PROBLÈME POSÉ 1:
Résume en deux phrases la critique de Bloodline qui suit.

EXTRAIT FOURNI:
________________
Notre avis : Jusque là, Bloodline s’était constitué un très solide squelette, un récit autour duquel s’articulait des personnages complexes tout en étant assez merveilleusement écrit pour donner cette impression de les connaître malgré tout. Cependant, dans sa conclusion, volontairement abrégée par Netflix (les showrunners désiraient 3-4 saisons en plus, Netflix leur en a accordés qu’une troisième), la série acclamée par les critiques (à raison) s’effondre quelque peu, perd son équilibre par une diminution de la fluidité de sa narration, à l’origine de sa grande force. De cette fluidité (certains parlaient de lenteur) naissait cette compassion vis-à-vis de chaque protagonistes de cette tragédie familiale, même si antagonistes entre eux, et cette compréhension de leurs défauts. Pour cette dernière saison, les Rayburn déraillent complètement, en même temps que cette ambivalence dans l’écriture. Devant l’obligation d’accélérer son processus de déroulement du récit, Bloodline condense, accumule les scènes-clés mais sans les étoffer par la densité passée du show. Si bien que, même si la volonté des showrunners se dirige dans ce sens, plus aucune empathie n’est éprouvée à l’égard de ces personnages et notre opinion jusque là contrastée les concernant se dégrade au profit d’une plus tranchée et unilatérale. Ainsi, Kevin, devant l’immensité de la bêtise de ces actions, passe d’un personnage faible et impulsif dans les deux premières saisons à un sombre crétin plus naïf qu’une souris se croyant à l’abri dans le panier d’un chat (et vu l’intelligence de sa femme, on peut dire qu’ils se sont bien trouvés...).
________________
(Entrées du jeu de données)
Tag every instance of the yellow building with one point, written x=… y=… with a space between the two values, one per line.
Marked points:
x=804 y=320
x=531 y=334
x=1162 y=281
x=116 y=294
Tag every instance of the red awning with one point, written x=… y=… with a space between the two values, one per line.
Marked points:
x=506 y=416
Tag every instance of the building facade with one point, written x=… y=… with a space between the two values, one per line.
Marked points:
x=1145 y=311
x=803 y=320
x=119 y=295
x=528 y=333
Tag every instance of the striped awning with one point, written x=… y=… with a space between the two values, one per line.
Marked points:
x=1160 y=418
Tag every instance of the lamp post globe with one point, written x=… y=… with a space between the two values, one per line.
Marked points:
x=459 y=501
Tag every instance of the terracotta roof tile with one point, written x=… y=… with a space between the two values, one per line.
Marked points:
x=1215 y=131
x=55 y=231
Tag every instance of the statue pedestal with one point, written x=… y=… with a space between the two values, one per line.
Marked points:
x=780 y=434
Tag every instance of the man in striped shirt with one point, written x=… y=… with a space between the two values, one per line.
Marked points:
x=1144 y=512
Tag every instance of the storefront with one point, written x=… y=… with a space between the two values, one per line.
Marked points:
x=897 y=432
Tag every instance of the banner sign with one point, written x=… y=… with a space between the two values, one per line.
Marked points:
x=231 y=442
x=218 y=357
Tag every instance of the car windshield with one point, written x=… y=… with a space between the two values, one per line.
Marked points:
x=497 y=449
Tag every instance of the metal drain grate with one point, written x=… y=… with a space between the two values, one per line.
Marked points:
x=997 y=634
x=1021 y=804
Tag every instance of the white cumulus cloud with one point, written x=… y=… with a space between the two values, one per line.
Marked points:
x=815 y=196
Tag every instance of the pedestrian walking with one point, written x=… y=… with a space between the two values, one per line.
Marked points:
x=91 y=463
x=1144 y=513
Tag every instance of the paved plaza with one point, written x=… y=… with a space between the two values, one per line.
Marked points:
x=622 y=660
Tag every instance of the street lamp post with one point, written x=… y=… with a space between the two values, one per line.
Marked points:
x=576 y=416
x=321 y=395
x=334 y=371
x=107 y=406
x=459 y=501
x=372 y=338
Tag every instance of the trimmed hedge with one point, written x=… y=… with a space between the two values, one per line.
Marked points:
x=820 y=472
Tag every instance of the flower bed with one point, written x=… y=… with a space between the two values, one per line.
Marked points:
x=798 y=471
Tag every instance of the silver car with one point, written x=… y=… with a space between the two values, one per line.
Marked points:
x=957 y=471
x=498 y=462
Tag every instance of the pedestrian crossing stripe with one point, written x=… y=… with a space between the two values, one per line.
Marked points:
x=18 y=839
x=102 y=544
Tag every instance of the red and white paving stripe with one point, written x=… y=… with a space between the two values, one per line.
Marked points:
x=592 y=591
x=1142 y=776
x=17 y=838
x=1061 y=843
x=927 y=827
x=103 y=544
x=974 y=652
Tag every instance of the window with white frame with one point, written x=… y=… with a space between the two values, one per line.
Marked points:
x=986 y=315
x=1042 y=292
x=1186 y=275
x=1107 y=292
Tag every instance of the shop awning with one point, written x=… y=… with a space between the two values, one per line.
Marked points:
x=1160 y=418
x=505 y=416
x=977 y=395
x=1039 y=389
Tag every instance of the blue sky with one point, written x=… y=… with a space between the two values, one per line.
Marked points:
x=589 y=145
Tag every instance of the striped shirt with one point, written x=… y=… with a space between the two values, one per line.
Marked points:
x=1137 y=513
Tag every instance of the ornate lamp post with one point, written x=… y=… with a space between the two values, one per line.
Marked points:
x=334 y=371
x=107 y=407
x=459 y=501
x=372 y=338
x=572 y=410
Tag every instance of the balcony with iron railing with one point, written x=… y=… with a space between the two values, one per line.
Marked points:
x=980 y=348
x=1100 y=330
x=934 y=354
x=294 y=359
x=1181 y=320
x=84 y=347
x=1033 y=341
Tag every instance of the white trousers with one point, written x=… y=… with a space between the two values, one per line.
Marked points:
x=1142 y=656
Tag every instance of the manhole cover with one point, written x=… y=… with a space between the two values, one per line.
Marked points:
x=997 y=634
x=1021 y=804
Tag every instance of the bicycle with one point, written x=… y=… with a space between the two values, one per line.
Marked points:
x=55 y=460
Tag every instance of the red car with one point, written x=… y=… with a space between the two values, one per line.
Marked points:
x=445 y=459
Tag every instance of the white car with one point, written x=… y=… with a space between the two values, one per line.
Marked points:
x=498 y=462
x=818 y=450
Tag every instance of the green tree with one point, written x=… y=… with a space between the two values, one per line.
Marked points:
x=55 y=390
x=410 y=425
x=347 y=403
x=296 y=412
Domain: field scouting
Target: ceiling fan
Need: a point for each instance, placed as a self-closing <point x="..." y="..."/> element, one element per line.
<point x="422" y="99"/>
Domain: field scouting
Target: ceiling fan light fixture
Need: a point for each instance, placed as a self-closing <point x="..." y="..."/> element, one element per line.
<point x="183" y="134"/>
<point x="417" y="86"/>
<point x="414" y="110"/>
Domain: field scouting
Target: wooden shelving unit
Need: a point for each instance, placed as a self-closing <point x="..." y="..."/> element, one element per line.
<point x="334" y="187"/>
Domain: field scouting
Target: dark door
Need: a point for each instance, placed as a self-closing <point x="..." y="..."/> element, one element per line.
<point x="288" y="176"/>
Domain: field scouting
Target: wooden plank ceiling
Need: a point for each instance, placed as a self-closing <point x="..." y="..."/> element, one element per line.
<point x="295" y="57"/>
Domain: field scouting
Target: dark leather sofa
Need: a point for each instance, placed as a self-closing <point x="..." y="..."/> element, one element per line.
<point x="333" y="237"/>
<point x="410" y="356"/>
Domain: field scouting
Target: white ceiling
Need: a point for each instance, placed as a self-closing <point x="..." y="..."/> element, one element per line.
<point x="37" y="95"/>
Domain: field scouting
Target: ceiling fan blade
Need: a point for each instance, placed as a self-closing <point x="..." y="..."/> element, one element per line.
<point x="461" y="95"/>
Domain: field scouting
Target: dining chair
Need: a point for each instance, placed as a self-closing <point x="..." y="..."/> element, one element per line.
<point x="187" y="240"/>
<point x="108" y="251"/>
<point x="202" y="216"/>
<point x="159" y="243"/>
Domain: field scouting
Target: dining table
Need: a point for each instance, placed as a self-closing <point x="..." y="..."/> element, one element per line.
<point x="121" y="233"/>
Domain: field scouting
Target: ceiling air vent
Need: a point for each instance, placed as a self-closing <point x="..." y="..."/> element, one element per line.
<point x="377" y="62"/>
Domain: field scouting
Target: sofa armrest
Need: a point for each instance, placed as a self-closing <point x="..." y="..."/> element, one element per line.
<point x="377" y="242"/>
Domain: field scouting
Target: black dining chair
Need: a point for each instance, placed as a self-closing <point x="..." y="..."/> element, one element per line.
________________
PROBLÈME POSÉ 2:
Combien de lignes des entrées contiennent la chaîne « dining » ? Donne seulement le nombre.

RÉPONSE COMPLÈTE 1:
Jusqu'à sa dernière saison, Bloodline s'appuyait sur un récit solide et des personnages complexes, et sa narration fluide faisait naître de la compassion pour chacun d'eux. Abrégée par Netflix, la conclusion accumule les scènes-clés sans les étoffer, si bien qu'on n'éprouve plus d'empathie pour les personnages, et Kevin devient un sombre crétin.

RÉPONSE COMPLÈTE 2:
3